* Problem to solve: Everything from the line that contains "For each instance of the building" to the end of the data below is to be reproduced verbatim; leave all else out.

[Opening Material for the task section]

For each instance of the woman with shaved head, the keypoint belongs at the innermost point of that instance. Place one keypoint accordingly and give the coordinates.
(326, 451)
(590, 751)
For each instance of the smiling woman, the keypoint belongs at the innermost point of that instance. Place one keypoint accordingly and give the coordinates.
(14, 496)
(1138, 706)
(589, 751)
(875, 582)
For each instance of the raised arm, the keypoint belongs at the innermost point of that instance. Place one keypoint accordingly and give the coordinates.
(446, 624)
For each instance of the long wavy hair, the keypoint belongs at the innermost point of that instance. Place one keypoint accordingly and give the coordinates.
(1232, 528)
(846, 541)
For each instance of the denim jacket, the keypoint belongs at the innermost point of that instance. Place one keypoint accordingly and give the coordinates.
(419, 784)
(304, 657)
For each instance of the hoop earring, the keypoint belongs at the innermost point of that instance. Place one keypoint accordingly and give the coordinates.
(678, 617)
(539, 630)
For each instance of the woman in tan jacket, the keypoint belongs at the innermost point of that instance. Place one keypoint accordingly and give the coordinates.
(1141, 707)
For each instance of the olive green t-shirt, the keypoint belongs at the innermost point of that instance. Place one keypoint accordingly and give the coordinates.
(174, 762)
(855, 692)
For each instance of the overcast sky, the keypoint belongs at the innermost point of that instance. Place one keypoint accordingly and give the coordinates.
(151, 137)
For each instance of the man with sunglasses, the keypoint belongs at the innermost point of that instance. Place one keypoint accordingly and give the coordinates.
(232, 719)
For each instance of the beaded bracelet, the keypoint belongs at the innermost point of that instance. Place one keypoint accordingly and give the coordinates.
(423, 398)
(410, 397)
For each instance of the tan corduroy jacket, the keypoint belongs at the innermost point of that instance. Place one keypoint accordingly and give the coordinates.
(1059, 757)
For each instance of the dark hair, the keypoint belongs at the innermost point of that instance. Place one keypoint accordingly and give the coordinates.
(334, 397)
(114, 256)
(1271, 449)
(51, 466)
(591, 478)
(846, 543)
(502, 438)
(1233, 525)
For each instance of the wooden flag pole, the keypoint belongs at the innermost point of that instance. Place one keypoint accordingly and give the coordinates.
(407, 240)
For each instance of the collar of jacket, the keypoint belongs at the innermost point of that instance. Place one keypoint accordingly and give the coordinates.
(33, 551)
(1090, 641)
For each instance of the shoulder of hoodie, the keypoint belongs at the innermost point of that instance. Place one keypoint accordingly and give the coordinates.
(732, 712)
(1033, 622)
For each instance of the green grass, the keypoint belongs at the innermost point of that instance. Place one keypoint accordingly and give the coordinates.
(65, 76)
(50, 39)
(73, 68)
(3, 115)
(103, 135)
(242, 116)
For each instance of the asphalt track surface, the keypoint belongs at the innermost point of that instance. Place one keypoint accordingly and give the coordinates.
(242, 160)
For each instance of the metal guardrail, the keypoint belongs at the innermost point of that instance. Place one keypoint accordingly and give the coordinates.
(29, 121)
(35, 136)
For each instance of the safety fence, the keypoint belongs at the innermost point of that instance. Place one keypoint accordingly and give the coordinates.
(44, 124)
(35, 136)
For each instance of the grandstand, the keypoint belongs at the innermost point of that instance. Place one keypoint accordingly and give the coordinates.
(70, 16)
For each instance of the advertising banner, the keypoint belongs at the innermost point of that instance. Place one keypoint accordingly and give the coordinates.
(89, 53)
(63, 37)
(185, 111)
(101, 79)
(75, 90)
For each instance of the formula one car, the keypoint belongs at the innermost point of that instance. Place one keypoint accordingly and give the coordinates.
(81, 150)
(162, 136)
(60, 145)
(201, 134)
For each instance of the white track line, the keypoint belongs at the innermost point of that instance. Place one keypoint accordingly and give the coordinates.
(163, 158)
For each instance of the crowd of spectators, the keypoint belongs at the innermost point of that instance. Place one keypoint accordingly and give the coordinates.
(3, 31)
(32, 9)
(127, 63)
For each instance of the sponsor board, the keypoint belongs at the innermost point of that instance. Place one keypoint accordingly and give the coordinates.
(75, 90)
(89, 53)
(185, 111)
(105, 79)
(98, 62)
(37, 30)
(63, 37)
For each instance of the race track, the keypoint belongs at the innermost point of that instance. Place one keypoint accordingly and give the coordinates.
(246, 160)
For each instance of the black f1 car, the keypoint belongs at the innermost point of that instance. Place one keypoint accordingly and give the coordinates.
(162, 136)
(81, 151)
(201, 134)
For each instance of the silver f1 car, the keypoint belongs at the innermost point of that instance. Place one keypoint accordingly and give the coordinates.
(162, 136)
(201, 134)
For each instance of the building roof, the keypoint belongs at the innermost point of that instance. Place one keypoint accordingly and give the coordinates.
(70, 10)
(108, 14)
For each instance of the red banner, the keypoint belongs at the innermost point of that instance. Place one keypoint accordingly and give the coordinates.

[Closing Material for the task section]

* Reply to the task:
For each instance of the building roof, the keypoint belongs at the innermost point of that instance. Place one keypoint accordingly and give the coordinates.
(70, 10)
(108, 14)
For each instance of the red banner, the keypoint belongs at the innermost point of that instance. Place one keypoint accordingly and give the coordinates.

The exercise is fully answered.